*Information provided:*

════════════════

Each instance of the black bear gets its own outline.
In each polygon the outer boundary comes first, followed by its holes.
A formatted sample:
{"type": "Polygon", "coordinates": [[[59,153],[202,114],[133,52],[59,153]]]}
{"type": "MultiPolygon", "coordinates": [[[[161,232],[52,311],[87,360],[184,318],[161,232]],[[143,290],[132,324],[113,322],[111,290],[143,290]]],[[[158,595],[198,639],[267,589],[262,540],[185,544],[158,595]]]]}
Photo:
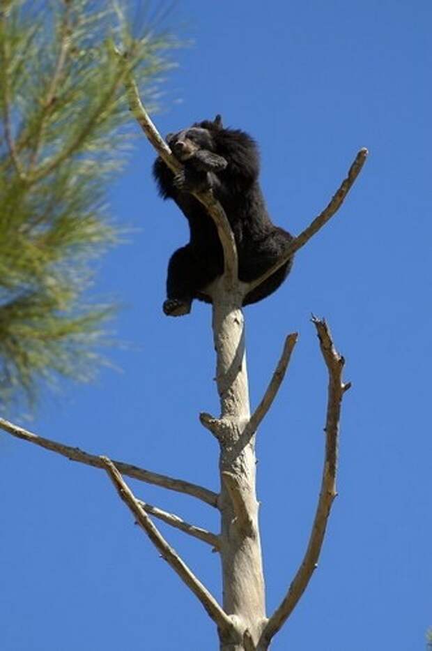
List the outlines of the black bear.
{"type": "MultiPolygon", "coordinates": [[[[240,130],[224,128],[222,119],[196,122],[167,142],[184,165],[174,174],[158,158],[153,174],[164,199],[173,199],[187,218],[190,241],[171,256],[164,312],[180,316],[193,299],[211,302],[206,287],[224,269],[222,245],[215,223],[192,194],[211,188],[224,208],[236,239],[238,277],[259,278],[284,255],[292,236],[272,223],[258,182],[259,156],[253,139],[240,130]]],[[[290,259],[246,294],[243,305],[256,303],[277,289],[289,272],[290,259]]]]}

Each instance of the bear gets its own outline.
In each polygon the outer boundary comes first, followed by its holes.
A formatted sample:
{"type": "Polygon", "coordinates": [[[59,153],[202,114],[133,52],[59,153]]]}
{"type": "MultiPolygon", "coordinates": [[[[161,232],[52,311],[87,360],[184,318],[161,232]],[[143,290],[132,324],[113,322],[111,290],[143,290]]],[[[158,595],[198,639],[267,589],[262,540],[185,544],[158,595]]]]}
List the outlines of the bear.
{"type": "MultiPolygon", "coordinates": [[[[256,280],[280,260],[293,236],[275,226],[268,215],[258,180],[257,146],[247,133],[225,128],[217,115],[213,121],[168,134],[166,142],[183,171],[175,174],[158,157],[153,176],[162,197],[173,200],[187,219],[190,239],[169,260],[163,310],[169,316],[181,316],[190,312],[194,299],[211,303],[206,287],[224,271],[215,223],[192,192],[211,189],[224,208],[237,246],[238,277],[245,283],[256,280]]],[[[247,293],[243,306],[275,292],[292,262],[291,257],[247,293]]]]}

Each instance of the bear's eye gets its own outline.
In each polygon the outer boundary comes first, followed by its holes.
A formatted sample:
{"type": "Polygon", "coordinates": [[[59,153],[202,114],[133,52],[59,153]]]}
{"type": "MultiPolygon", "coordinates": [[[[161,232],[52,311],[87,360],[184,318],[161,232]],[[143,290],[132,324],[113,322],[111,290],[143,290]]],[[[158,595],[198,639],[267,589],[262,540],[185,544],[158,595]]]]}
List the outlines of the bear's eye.
{"type": "Polygon", "coordinates": [[[192,140],[192,142],[196,142],[198,141],[199,135],[194,131],[188,131],[186,134],[186,137],[188,140],[192,140]]]}

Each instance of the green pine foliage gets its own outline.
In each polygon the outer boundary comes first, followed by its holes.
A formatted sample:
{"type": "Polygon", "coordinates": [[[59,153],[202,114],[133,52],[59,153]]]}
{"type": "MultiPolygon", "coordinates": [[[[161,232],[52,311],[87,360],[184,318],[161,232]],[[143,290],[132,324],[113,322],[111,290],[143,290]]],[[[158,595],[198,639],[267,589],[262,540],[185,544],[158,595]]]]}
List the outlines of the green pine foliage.
{"type": "Polygon", "coordinates": [[[169,34],[132,38],[119,2],[0,5],[0,405],[86,380],[112,308],[86,305],[117,232],[104,197],[130,144],[123,82],[155,107],[169,34]],[[123,53],[116,54],[116,48],[123,53]]]}

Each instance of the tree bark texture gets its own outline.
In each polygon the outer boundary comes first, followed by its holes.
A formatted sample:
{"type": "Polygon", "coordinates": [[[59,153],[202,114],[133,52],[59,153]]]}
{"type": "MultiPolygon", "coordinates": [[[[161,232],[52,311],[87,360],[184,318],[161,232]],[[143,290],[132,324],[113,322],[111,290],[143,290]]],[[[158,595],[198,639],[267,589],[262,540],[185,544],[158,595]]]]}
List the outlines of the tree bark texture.
{"type": "Polygon", "coordinates": [[[241,301],[241,293],[226,292],[224,283],[217,283],[213,294],[213,327],[221,408],[215,433],[220,445],[222,606],[228,615],[234,615],[238,624],[236,633],[240,634],[237,642],[221,640],[223,651],[243,650],[245,631],[256,643],[265,622],[255,435],[243,446],[236,444],[250,418],[241,301]]]}

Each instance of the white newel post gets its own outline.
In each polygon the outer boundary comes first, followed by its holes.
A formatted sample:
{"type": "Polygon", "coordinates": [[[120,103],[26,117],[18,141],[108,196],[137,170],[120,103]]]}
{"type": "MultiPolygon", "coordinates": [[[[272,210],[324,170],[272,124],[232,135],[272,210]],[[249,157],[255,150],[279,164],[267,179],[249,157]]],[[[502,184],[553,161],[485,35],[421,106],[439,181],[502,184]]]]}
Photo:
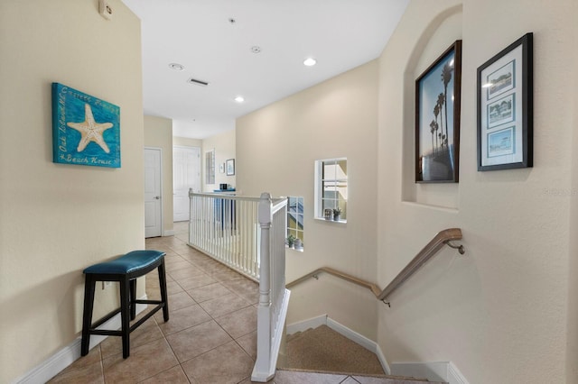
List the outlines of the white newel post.
{"type": "Polygon", "coordinates": [[[271,365],[271,247],[269,244],[272,215],[271,195],[262,193],[257,215],[261,228],[261,262],[259,267],[259,306],[257,308],[256,361],[251,379],[266,382],[275,374],[271,365]]]}

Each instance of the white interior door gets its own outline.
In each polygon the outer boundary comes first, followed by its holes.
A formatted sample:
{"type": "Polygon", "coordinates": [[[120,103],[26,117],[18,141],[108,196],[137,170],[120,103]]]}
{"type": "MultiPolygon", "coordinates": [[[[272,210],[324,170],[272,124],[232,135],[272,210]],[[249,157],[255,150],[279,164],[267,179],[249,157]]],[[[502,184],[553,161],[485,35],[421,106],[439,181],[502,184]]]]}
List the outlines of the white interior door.
{"type": "Polygon", "coordinates": [[[189,188],[200,191],[200,148],[172,147],[173,221],[189,220],[189,188]]]}
{"type": "Polygon", "coordinates": [[[144,237],[161,236],[161,149],[144,149],[144,237]]]}

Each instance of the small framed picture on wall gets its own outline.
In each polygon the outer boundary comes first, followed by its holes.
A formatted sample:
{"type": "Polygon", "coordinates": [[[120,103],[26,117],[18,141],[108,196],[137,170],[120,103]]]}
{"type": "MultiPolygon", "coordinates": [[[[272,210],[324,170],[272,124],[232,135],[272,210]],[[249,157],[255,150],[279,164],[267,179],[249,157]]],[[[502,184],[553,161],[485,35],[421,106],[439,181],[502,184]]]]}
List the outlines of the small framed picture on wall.
{"type": "Polygon", "coordinates": [[[227,176],[235,175],[235,159],[229,159],[226,161],[227,176]]]}
{"type": "Polygon", "coordinates": [[[478,170],[533,165],[532,33],[478,68],[478,170]]]}

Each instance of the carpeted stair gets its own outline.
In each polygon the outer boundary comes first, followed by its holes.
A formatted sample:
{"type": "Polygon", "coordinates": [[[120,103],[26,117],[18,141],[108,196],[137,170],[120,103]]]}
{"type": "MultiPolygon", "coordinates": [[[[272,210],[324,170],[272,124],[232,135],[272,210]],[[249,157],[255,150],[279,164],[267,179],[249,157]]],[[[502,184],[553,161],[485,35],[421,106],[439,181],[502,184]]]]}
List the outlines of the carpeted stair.
{"type": "Polygon", "coordinates": [[[288,335],[285,353],[280,370],[360,376],[363,382],[376,384],[427,381],[386,375],[375,353],[327,325],[288,335]]]}

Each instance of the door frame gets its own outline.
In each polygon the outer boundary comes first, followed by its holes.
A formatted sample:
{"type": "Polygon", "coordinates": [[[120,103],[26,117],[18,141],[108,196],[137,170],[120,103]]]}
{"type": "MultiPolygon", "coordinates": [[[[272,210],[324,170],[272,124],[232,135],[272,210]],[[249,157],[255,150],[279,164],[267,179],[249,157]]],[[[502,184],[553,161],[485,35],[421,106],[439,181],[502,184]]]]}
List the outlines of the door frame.
{"type": "MultiPolygon", "coordinates": [[[[183,149],[183,150],[190,150],[190,149],[197,149],[199,150],[199,192],[202,192],[202,146],[200,145],[180,145],[180,144],[173,144],[172,147],[172,169],[171,169],[171,171],[172,172],[172,185],[174,186],[174,149],[175,148],[179,148],[179,149],[183,149]]],[[[188,190],[188,189],[187,189],[188,190]]],[[[188,195],[188,192],[187,192],[188,195]]],[[[174,187],[172,189],[172,221],[175,222],[174,220],[174,187]]],[[[186,220],[189,221],[189,220],[186,220]]]]}
{"type": "MultiPolygon", "coordinates": [[[[163,211],[164,210],[163,209],[163,205],[164,204],[164,197],[163,197],[163,189],[164,189],[164,182],[163,182],[163,148],[161,148],[161,147],[144,146],[144,151],[146,151],[146,150],[158,151],[160,152],[160,154],[161,154],[161,156],[159,158],[159,160],[160,160],[160,164],[159,164],[160,165],[159,180],[161,182],[161,190],[160,190],[160,197],[161,197],[161,237],[163,237],[163,236],[165,236],[165,233],[164,233],[164,215],[163,215],[163,211]]],[[[144,160],[144,157],[143,156],[143,160],[144,160]]],[[[143,167],[144,166],[144,164],[143,162],[143,167]]],[[[144,176],[144,175],[143,175],[143,176],[144,176]]],[[[143,180],[143,181],[144,181],[144,180],[143,180]]],[[[144,187],[144,185],[143,185],[143,187],[144,187]]],[[[144,202],[143,202],[143,203],[144,203],[144,202]]],[[[144,205],[143,204],[143,206],[144,206],[144,205]]],[[[144,226],[146,226],[146,225],[144,225],[144,226]]],[[[146,238],[146,234],[145,234],[144,237],[146,238]]]]}

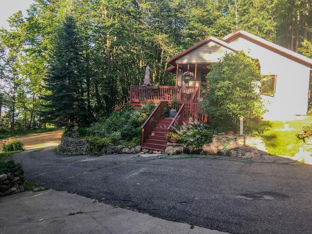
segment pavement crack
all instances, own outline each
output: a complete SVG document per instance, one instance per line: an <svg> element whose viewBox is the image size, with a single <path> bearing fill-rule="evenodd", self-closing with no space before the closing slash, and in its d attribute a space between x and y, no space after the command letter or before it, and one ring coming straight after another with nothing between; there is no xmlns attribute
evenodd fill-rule
<svg viewBox="0 0 312 234"><path fill-rule="evenodd" d="M107 164L107 165L105 165L104 166L103 166L102 167L98 167L98 168L93 168L93 169L89 169L86 172L81 172L80 173L76 173L76 174L74 174L73 176L71 176L68 177L67 178L68 179L71 179L72 178L74 178L74 177L75 177L76 176L81 176L81 175L85 175L85 174L86 174L87 173L89 173L89 172L93 172L94 171L96 171L96 170L99 170L99 169L101 169L102 168L105 168L105 167L110 167L111 166L113 166L113 165L116 165L116 164L117 164L118 163L118 162L114 162L113 163L111 163L110 164Z"/></svg>
<svg viewBox="0 0 312 234"><path fill-rule="evenodd" d="M98 219L97 219L97 218L96 218L95 217L94 217L93 215L91 215L91 217L92 217L92 218L93 218L93 219L96 220L97 221L97 222L98 223L98 224L101 226L103 228L104 228L104 229L105 229L107 231L107 232L108 232L109 233L112 234L113 233L112 233L110 231L109 231L109 230L104 225L103 225L103 224L102 224L100 222L99 222Z"/></svg>

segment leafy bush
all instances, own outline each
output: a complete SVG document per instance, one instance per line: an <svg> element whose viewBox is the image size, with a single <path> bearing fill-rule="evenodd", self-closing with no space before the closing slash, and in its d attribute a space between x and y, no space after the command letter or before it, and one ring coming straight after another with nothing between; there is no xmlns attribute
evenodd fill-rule
<svg viewBox="0 0 312 234"><path fill-rule="evenodd" d="M212 127L238 129L241 116L245 120L261 117L263 105L256 92L261 76L255 61L238 51L227 54L210 68L200 106Z"/></svg>
<svg viewBox="0 0 312 234"><path fill-rule="evenodd" d="M2 151L15 151L16 150L24 150L24 144L15 138L10 137L8 139L3 140Z"/></svg>
<svg viewBox="0 0 312 234"><path fill-rule="evenodd" d="M99 136L106 137L112 143L123 139L131 142L141 136L141 126L155 108L155 103L142 104L142 109L132 109L126 107L115 111L110 117L101 122L92 125L89 133L99 131Z"/></svg>
<svg viewBox="0 0 312 234"><path fill-rule="evenodd" d="M183 122L182 125L171 129L173 134L179 136L178 142L183 143L187 146L191 145L193 148L200 148L204 144L211 142L214 131L209 129L207 124L192 118L189 118L189 123L187 124Z"/></svg>
<svg viewBox="0 0 312 234"><path fill-rule="evenodd" d="M98 136L89 136L86 139L89 142L89 148L91 149L107 147L111 143L110 140L107 138L101 138Z"/></svg>
<svg viewBox="0 0 312 234"><path fill-rule="evenodd" d="M302 125L296 136L301 140L312 137L312 123Z"/></svg>
<svg viewBox="0 0 312 234"><path fill-rule="evenodd" d="M7 162L0 162L0 175L11 172L21 172L22 168L20 163L16 163L13 160Z"/></svg>

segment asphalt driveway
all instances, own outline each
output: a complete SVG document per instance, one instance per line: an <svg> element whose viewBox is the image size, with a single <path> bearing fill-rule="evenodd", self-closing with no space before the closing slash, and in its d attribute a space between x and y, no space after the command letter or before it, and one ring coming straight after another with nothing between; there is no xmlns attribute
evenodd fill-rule
<svg viewBox="0 0 312 234"><path fill-rule="evenodd" d="M312 233L310 165L68 156L52 149L14 158L31 182L161 218L233 234Z"/></svg>

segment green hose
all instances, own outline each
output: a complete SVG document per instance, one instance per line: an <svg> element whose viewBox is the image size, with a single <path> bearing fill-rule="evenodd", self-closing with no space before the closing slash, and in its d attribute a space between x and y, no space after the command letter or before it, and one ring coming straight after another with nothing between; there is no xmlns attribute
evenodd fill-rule
<svg viewBox="0 0 312 234"><path fill-rule="evenodd" d="M232 136L232 137L230 138L230 139L228 141L227 143L224 146L224 147L221 150L221 151L225 149L231 140L233 138L234 136ZM185 156L183 157L180 156L171 156L168 155L167 154L165 155L160 155L157 156L156 157L154 158L148 158L148 159L139 159L137 162L145 162L146 161L150 161L151 160L155 160L155 159L185 159L186 158L207 158L210 159L217 159L217 160L224 160L225 161L231 161L233 162L240 162L242 163L253 163L254 162L256 162L257 163L274 163L277 164L289 164L290 163L293 163L294 162L296 162L298 160L296 160L295 161L293 161L292 162L259 162L258 161L254 161L251 159L246 159L244 158L235 158L235 157L230 157L229 156L214 156L211 155L188 155L185 154L182 154L180 155L185 155Z"/></svg>
<svg viewBox="0 0 312 234"><path fill-rule="evenodd" d="M293 163L297 161L297 160L295 161L293 161L292 162L259 162L258 161L254 161L251 159L247 159L244 158L240 158L238 157L230 157L229 156L214 156L212 155L188 155L182 154L181 155L179 155L179 156L174 156L174 155L168 155L167 154L165 155L159 155L157 156L156 157L154 157L153 158L144 158L141 159L139 159L137 160L137 162L145 162L146 161L151 161L152 160L156 160L156 159L171 159L171 160L178 160L178 159L185 159L186 158L207 158L209 159L216 159L216 160L223 160L225 161L230 161L233 162L240 162L241 163L274 163L277 164L289 164L290 163Z"/></svg>

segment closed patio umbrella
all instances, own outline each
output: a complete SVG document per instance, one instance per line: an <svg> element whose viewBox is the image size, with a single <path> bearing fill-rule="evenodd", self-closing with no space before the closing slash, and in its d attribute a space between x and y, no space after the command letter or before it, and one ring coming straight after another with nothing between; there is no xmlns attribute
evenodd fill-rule
<svg viewBox="0 0 312 234"><path fill-rule="evenodd" d="M145 78L144 78L144 82L143 84L147 84L151 83L151 78L150 78L150 67L148 65L145 68Z"/></svg>

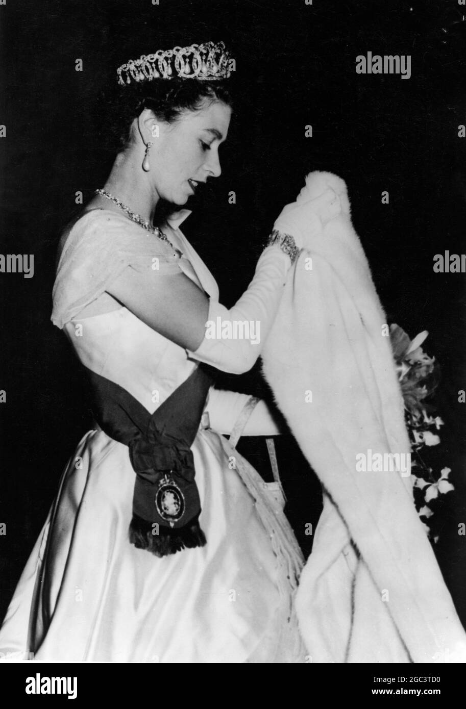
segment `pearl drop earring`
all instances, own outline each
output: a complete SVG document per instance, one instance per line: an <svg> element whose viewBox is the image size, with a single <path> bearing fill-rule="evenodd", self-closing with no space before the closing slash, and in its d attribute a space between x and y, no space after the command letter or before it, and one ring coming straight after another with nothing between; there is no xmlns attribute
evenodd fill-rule
<svg viewBox="0 0 466 709"><path fill-rule="evenodd" d="M145 146L145 152L144 153L144 160L143 160L143 169L145 172L148 172L150 169L150 163L149 162L149 150L153 145L152 140L149 140Z"/></svg>

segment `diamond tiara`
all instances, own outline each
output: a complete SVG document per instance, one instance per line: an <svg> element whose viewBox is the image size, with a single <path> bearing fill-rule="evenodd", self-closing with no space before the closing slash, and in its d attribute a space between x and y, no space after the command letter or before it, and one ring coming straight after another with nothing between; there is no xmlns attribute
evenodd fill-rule
<svg viewBox="0 0 466 709"><path fill-rule="evenodd" d="M139 82L152 79L198 79L218 81L231 74L228 67L230 52L223 42L206 42L189 47L158 50L155 54L143 55L130 60L117 69L118 84Z"/></svg>

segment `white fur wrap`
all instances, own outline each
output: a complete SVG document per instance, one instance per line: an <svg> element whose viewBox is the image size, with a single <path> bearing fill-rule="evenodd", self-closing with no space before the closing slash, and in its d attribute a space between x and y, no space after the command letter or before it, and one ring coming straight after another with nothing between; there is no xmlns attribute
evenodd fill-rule
<svg viewBox="0 0 466 709"><path fill-rule="evenodd" d="M466 661L411 478L356 469L359 454L406 455L410 446L345 182L311 173L297 203L328 190L331 214L317 213L322 228L309 230L262 350L265 377L324 491L296 598L301 632L314 662Z"/></svg>

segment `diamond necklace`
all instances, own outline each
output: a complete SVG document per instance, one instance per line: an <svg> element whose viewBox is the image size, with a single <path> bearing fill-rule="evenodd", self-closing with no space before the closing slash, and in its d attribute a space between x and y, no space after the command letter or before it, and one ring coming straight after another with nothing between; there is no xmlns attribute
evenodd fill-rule
<svg viewBox="0 0 466 709"><path fill-rule="evenodd" d="M175 256L177 256L179 258L182 256L181 251L179 249L175 248L172 242L167 238L167 235L164 234L161 229L159 229L157 226L152 226L147 219L143 219L139 214L136 214L135 212L132 211L129 207L127 207L126 204L123 204L121 200L118 199L118 197L116 197L115 195L111 194L110 192L107 192L106 189L96 189L94 194L100 194L102 197L105 197L106 199L109 199L111 202L116 204L117 207L120 208L120 209L123 209L123 212L126 213L132 221L135 222L136 224L139 224L139 225L142 226L143 229L145 229L147 231L150 231L151 234L154 234L159 239L161 239L162 241L166 241L167 243L173 249Z"/></svg>

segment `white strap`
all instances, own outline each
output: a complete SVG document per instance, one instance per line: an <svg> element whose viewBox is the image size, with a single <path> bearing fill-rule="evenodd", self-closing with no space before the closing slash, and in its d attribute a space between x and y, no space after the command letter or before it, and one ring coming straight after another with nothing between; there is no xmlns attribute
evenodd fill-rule
<svg viewBox="0 0 466 709"><path fill-rule="evenodd" d="M250 396L241 409L241 413L238 417L230 436L230 443L233 448L235 448L238 445L238 442L243 435L243 432L245 430L249 418L260 401L260 399L257 398L257 396ZM272 472L273 474L274 480L275 482L279 484L280 488L282 489L280 474L278 469L278 461L277 460L277 451L275 450L274 440L273 438L270 437L266 438L265 442L267 443L267 450L270 459L270 465L272 467Z"/></svg>
<svg viewBox="0 0 466 709"><path fill-rule="evenodd" d="M257 396L250 396L241 409L241 413L238 417L230 435L230 443L233 448L236 447L238 442L241 437L245 427L248 423L249 417L254 411L256 405L259 403L260 401L260 399L257 398Z"/></svg>

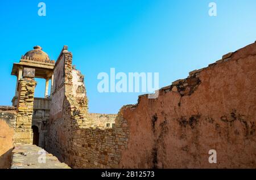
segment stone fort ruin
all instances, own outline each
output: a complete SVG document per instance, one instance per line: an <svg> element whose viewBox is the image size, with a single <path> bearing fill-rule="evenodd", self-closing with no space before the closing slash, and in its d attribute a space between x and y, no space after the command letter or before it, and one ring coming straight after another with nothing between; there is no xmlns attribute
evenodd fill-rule
<svg viewBox="0 0 256 180"><path fill-rule="evenodd" d="M256 43L118 114L88 112L84 76L67 46L56 62L35 46L11 75L13 106L0 106L1 168L256 168ZM44 98L34 97L35 78L46 79ZM35 160L42 148L51 160L44 164Z"/></svg>

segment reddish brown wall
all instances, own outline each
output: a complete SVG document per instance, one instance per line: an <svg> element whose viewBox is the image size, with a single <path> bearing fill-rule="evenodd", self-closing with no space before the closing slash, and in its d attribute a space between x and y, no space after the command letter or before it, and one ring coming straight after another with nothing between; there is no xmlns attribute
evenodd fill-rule
<svg viewBox="0 0 256 180"><path fill-rule="evenodd" d="M224 59L125 108L120 168L256 168L256 43Z"/></svg>
<svg viewBox="0 0 256 180"><path fill-rule="evenodd" d="M0 106L0 169L9 168L11 166L15 123L15 108Z"/></svg>

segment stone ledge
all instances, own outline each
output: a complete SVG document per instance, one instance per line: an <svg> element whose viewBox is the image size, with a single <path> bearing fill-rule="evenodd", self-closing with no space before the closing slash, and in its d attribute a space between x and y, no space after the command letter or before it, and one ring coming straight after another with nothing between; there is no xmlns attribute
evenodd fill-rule
<svg viewBox="0 0 256 180"><path fill-rule="evenodd" d="M45 163L41 162L45 152ZM19 145L12 152L11 169L70 169L65 163L35 145Z"/></svg>
<svg viewBox="0 0 256 180"><path fill-rule="evenodd" d="M0 106L0 110L15 110L16 109L14 106Z"/></svg>

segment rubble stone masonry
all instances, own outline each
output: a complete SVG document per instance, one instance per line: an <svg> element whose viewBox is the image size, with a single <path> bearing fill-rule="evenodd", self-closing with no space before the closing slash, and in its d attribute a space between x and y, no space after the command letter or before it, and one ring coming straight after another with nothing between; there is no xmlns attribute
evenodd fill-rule
<svg viewBox="0 0 256 180"><path fill-rule="evenodd" d="M32 143L31 125L36 85L36 82L32 78L23 78L19 80L15 145L30 144Z"/></svg>
<svg viewBox="0 0 256 180"><path fill-rule="evenodd" d="M189 72L156 98L139 96L110 128L96 126L101 116L88 112L72 58L64 49L55 67L51 106L61 105L51 112L47 146L71 167L256 168L256 43ZM210 149L216 164L208 161Z"/></svg>

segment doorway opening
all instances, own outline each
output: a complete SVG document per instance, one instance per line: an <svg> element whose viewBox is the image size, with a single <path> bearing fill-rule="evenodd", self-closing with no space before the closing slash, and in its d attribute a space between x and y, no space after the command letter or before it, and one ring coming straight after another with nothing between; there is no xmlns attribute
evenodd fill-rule
<svg viewBox="0 0 256 180"><path fill-rule="evenodd" d="M39 144L39 131L36 126L32 126L33 130L33 144L38 146Z"/></svg>

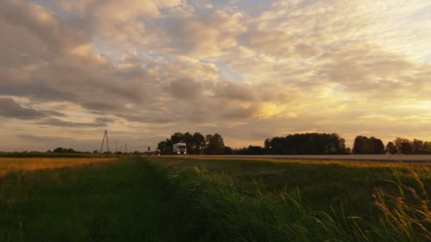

════════════════

*Exercise:* Can you lay out the lines as a numbered list, beginning with the line containing "segment stone fort ruin" and continuing through the line containing "43L118 114L88 112L84", with both of those lines included and any blank lines left out?

*Correct result:*
1. segment stone fort ruin
2. all instances, own outline each
3. output: a complete SVG document per instance, one instance per line: an <svg> element whose viewBox is the image size, with a single <path> bearing fill-rule="evenodd", self-closing with no space before the closing slash, and in its d attribute a space between x and y, no space after the command letter or before it, and one ring coming straight after another with nothing between; there is no xmlns attribute
4. evenodd fill-rule
5. <svg viewBox="0 0 256 180"><path fill-rule="evenodd" d="M256 43L118 114L88 112L84 76L67 46L56 62L35 46L11 75L13 106L0 106L1 168L256 168ZM44 98L34 97L35 78L46 79ZM35 160L42 148L51 160L44 164Z"/></svg>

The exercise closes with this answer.